● **Your assignment**:
Report every line of the data that includes "dark".

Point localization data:
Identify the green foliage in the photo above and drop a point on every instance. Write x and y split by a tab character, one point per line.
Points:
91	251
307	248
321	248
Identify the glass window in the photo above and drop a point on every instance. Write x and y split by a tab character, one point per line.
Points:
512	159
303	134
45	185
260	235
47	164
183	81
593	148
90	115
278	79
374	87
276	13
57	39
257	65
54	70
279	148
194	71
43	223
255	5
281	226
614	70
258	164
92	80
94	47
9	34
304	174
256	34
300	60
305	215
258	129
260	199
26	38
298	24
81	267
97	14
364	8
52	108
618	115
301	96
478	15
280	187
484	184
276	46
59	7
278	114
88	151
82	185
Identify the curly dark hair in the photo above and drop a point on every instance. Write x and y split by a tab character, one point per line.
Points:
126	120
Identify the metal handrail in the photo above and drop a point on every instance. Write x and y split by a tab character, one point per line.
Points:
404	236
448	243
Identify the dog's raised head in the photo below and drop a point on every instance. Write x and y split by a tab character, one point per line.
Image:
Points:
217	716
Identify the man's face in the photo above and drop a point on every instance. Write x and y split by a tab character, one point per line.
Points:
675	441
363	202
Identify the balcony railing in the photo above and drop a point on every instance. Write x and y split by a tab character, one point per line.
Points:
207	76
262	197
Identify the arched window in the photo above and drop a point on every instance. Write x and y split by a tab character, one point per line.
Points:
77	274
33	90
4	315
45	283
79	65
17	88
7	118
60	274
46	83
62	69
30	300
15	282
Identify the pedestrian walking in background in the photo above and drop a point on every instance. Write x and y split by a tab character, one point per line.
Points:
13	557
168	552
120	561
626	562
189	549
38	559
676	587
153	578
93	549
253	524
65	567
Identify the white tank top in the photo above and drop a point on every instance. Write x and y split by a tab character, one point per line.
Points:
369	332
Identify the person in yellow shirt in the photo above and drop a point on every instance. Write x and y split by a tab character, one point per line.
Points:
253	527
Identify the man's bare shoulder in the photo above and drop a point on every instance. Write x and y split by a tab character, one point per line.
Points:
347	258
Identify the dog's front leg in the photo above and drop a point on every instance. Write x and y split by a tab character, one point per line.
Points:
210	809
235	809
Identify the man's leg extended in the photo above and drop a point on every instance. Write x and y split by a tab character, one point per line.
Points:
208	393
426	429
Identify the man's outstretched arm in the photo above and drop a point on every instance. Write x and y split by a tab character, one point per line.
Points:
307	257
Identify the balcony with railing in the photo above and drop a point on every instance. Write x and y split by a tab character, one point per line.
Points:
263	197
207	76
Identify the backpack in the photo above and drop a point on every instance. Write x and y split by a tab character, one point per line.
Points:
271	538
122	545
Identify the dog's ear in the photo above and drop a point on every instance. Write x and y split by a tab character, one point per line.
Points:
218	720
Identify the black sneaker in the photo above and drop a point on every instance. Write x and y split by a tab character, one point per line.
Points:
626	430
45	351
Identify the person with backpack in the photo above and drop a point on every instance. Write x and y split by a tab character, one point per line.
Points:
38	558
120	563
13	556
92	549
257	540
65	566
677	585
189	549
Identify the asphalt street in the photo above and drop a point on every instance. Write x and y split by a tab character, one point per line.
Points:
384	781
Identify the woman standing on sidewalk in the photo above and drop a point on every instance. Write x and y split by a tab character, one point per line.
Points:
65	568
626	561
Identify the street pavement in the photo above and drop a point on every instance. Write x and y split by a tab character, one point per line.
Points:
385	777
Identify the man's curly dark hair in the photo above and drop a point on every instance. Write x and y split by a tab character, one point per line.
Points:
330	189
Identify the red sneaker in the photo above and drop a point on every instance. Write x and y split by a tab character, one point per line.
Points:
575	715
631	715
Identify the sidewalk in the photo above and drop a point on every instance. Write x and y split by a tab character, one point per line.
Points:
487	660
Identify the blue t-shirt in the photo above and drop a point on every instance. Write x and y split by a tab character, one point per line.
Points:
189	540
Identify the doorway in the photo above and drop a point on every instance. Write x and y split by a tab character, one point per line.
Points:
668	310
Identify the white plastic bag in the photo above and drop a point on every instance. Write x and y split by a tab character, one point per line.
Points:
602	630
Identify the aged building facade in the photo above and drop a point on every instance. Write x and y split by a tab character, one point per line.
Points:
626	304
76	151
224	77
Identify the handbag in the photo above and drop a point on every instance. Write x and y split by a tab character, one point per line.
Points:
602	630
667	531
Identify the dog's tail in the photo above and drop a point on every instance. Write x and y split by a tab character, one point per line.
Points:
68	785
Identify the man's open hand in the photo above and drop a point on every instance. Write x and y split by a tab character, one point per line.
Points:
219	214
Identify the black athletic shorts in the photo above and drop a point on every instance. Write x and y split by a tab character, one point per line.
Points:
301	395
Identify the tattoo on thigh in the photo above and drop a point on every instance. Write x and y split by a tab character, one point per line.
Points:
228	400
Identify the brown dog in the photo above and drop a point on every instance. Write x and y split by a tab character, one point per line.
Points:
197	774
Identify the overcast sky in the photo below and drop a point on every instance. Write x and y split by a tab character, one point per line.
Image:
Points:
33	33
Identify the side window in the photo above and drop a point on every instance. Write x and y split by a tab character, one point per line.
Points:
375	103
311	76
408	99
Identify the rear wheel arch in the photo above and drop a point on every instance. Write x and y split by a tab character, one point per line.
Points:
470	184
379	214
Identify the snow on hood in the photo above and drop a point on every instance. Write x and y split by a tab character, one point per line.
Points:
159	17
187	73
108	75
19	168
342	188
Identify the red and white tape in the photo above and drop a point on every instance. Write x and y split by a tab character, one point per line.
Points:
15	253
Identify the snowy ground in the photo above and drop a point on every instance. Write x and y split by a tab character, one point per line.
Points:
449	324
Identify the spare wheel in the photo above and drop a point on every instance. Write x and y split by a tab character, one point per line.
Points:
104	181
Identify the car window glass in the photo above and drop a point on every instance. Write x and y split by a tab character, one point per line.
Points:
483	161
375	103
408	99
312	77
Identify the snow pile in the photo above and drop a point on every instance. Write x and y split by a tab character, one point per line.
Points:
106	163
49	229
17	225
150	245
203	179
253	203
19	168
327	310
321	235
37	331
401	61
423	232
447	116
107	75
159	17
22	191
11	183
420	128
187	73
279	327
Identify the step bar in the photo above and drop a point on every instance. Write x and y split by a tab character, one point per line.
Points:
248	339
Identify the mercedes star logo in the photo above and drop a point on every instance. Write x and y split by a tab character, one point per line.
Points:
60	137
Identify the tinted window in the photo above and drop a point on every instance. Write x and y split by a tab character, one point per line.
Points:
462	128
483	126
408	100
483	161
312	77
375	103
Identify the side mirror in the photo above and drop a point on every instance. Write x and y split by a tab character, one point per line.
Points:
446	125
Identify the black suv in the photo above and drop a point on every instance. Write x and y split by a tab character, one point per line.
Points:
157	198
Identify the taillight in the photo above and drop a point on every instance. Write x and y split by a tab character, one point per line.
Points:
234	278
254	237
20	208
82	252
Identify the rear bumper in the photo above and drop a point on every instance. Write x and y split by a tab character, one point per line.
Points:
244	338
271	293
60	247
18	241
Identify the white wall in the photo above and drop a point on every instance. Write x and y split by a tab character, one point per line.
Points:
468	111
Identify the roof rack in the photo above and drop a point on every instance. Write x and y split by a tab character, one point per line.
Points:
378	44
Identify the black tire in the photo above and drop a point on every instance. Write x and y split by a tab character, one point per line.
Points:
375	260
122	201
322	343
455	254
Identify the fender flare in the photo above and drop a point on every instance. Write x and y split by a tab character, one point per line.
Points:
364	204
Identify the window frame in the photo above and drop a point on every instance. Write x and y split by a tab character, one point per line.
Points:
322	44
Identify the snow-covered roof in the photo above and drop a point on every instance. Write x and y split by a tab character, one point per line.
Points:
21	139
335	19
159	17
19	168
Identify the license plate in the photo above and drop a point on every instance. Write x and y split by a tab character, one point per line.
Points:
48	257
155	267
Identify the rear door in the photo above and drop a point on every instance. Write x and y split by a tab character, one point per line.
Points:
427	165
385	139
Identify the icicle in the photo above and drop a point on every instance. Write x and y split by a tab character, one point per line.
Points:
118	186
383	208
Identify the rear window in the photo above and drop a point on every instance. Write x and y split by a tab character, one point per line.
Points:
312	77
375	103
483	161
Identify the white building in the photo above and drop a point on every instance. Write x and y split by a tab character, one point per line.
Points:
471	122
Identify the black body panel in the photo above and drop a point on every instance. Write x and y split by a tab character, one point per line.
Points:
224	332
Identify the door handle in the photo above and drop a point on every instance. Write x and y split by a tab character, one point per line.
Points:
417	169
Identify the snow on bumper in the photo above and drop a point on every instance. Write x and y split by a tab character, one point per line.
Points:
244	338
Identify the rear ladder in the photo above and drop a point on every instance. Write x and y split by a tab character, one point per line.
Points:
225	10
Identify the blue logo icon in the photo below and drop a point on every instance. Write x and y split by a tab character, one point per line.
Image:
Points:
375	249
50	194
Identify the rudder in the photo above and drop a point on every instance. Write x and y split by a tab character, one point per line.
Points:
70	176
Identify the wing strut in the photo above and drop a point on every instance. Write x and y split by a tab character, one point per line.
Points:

● **Solved problem**:
Identify the curly dark hair in the photo above and drop a point on every instance. Write x and y split by a tab character, one point per line.
Identify the man's curly dark hair in the photo above and drop a point on every instance. Write x and y split by a tab character, one point per line.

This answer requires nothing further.